#### TEXT SECTION
══════════════════════════════

Breast cancer is the most prevalent form of cancer in women, and at least one in 10 American women will develop the condition in their lifetime. Most treatments, in particular, rely on pharmaceutical drugs that prove toxic and indiscriminate in their targets. This makes drug therapy nonviable for long-term treatment. (Related: Hibiscus tea improves blood flow, reduces risk of cardiovascular disease.)
Traditional healers often use Chinese hibiscus to treat health disorders. Studies have shown that the flower's extract possessed antioxidant and lipid-lowering properties. Earlier studies have found that the extract had considerable anti-cancer activity. A 2015 study by National Defense Medical Center researchers showed that a related species inhibited triple-negative breast cancer with few toxic side effects.
For this study, researchers investigated the efficacy of Chinese hibiscus on breast cancer cells. They extracted a water-based solution from powdered hibiscus flowers. Afterward, the team applied different amounts of the hibiscus extract to healthy cells and two types of cancerous cells.
In addition, they also tested the adjuvant potential of hibiscus extract alongside drug therapy. They added the extract to either cisplatin, taxol, or tamoxifen. After applying the combined treatment to breast cancer cells, they compared the results of the adjuvant therapy to those of the drug-only treatments.
The researchers assessed the apoptotic morphology caused by the hibiscus extract. They also looked at the biochemical markers of the solution's anti-cancer activity.
To determine how hibiscus extract achieved its cancer-killing effects, they tracked its generation of reactive oxygen species that damaged cells. They also measured the reduction of the mitochondrial membrane potential of targeted cells.

══════════════════════════════

#### WORK REQUEST
Continue the article on hibiscus extract and breast cancer cells from its last sentence.

#### INFORMATION PROVIDED
══════════════════════════════

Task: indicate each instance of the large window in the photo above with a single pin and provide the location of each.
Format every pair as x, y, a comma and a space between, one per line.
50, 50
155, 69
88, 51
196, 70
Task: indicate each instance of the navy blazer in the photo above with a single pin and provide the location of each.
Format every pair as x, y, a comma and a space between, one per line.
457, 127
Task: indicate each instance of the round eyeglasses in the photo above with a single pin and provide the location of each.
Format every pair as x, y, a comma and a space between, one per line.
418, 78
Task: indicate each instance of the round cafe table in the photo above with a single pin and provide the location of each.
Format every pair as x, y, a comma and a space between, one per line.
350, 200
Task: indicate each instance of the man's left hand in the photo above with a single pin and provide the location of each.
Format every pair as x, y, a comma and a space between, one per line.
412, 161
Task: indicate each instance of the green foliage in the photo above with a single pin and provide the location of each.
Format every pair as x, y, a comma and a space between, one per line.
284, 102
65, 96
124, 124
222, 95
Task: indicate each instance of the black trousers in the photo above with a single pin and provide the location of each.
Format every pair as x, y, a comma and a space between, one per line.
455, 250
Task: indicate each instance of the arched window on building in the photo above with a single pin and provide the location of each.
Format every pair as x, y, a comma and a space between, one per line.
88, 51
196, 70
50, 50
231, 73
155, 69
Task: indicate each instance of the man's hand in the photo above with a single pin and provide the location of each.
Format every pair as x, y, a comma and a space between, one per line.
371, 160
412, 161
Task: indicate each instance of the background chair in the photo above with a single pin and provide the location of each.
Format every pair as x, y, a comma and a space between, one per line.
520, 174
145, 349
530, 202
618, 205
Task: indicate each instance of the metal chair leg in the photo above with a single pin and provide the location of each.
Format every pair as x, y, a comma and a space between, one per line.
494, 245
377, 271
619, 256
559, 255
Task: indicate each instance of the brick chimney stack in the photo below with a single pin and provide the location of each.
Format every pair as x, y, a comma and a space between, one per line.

══════════════════════════════

#### EXPECTED OUTPUT
The experimental results showed that the hibiscus flower extract induced cell death in both triple-negative and estrogen-receptor-positive breast cancer cells. It did so selectively, targeting cancerous cells for destruction while leaving non-cancerous cells alone.
Next, the UWindsor researchers learned that adding hibiscus extract to drugs improved the latter's activation of apoptosis in breast cancer cells. Both cisplatin and taxol benefited from the presence of the extract as an adjuvant compared to drug-only treatment.
Adjuvant therapy triggered higher amounts of oxidative stress on cancer cells. It also reduced the mitochondrial membrane potential of the cells further than individual drug treatment.
The researchers concluded that an extract from Chinese hibiscus flowers achieved selective apoptosis against breast cancer cells while avoiding healthy cells. In particular, it displayed effectiveness against triple-negative breast cancer.
If used as an adjuvant alongside drug therapy, hibiscus extract would make it possible to use lower doses of drugs. Reducing the dosage decreases the toxic effects without reducing the ability to kill cancer cells.